In the following year-and-a-half, the CAMS-Tifoso rider has cemented her place as one of female cycling’s strongest climbers, resetting her own Everesting record this summer with a time of 8-03.29.
Her ascendency through the virtual and real-life world is testament to the mounting evidence that Zwift can substantially improve a rider’s climbing ability.
(Gameplay image by Zwift)
Dan Lorang, head of performance at WorldTour team Bora-Hansgrohe, recommends that riders treat uphill riding the same as pedalling away on more even terrain.
“Everything that is true for training on the flat, you can adapt that to climbing,” he says. “VO2 max training, intervals, working through the zones, training just below threshold, doing four lots of 10 minutes intensity - all of that can be done on hill-climbs.
“Normally, on hills, you’re riding at around 60rpm, and when doing some of those workouts I’ve just mentioned, try to keep the cadence between 60 and 70rpm. This stimulates what happens on a climb really well.”
Gardner shares Lorang’s tips, and adds that she sees noticeable benefits from hard Zwift sessions that last just under an hour. “If you do an e-race where you have to sustain high power for 40 minutes, such as Zone 4 or 5, it’s really good specific training for long hill-climb efforts,” she adds.
“Of course it’s never the perfect stimulating for riding outdoors, but you can’t let off the pedals or freewheel, and that repetition of doing long hill efforts is great for developing long term power.”
There are a great deal of races, group rides and challenges on Zwift that prepare riders for bettering their climbing skills, with routes such as Watopia’s Road to Sky and Climber’s Gambit among the favourites. Elsewhere, workouts such as those tailored for people doing a Haute Route, act as great training sessions.

────────────────────────────────────────

Directives:
(1) Answer these questions from the text on climbing training with Zwift:
(a) What time did the CAMS-Tifoso rider set when she reset her Everesting record?
(b) What cadence range does Lorang advise keeping during the hill workouts he lists?
(c) Which two Watopia routes are named among the favorites?
(2) Write the next few sentences of the text on climbing training with Zwift, picking up after its final sentence.
The data that comes next is from a separate source and has no connection to the text on climbing training with Zwift.

────────────────────────────────────────

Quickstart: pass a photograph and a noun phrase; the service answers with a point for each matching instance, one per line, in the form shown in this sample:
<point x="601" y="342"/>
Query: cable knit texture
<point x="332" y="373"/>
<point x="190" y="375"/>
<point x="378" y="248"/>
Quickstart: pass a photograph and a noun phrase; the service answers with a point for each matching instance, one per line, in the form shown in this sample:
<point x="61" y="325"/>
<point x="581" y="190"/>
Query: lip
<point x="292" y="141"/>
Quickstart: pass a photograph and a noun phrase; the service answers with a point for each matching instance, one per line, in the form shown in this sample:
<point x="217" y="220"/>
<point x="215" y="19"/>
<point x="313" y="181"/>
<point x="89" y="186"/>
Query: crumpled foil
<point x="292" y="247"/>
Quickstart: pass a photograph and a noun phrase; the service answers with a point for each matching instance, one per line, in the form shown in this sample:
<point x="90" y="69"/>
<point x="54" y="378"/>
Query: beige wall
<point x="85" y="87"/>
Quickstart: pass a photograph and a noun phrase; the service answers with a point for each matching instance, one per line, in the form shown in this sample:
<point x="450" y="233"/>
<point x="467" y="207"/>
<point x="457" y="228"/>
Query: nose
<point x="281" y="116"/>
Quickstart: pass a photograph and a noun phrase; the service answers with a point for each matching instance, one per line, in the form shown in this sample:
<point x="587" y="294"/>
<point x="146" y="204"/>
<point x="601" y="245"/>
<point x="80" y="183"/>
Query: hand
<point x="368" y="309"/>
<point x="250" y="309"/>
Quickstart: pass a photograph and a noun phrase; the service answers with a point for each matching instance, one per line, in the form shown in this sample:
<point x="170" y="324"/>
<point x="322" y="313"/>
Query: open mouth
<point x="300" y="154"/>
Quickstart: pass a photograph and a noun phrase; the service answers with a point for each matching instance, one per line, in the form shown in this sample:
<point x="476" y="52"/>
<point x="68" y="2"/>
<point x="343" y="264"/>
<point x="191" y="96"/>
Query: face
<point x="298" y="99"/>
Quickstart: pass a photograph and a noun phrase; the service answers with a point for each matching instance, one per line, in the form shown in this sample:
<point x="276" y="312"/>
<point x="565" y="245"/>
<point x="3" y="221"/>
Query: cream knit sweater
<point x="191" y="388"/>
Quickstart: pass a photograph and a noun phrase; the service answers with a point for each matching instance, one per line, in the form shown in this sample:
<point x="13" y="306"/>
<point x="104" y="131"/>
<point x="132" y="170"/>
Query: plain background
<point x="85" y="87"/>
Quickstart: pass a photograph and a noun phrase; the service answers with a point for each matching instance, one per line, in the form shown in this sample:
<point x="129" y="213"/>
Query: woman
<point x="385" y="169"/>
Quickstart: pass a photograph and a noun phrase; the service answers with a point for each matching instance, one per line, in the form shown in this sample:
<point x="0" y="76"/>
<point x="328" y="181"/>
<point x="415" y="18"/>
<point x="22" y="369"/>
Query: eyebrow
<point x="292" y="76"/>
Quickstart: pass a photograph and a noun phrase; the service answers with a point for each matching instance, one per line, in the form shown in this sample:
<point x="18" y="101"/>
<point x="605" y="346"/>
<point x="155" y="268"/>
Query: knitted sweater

────────────────────────────────────────

In response:
(1)
(a) 8-03.29
(b) Between 60 and 70rpm
(c) Road to Sky and Climber's Gambit

(2)
Riders can also cheat a little with the physics by raising their wheel up on a few books to mimic a gradient; it’s generally recommended to aim for between five and eight percent. “Your position on the bike is a little bit different when you’re climbing, and it’s an option to have the roller simulate that,” Lorang adds. “If your trainer allows you to lift the front wheel up, give it a go. You’ll notice the difference between that and having the trainer flat.”
Gardener was the winner of the Women's Ryedale Grand Prix in 2021 when she was racing for CAMS-Basso (Image by Craig Zadoroznyj/SWPix.com)
What Gardner finds works for her is training for short amounts of time but with the focus squarely on intensity; she is then able to push out high power for a long period of time when she reaches the hills of South Wales or Europe’s biggest Cols.
“I do a lot of 20-minute sweetspot workouts on Zwift,” she says. “In a lot of the training I do, I force myself to go hard. That means a few blocks of 15 minutes at Zone 4 tempo, and a lot of low cadence work. But the best thing for me is making myself ride hard in a number of events – it doesn’t matter if they are sanctioned races or not, it’s easy to find events to ride in that I just pick one and push myself.”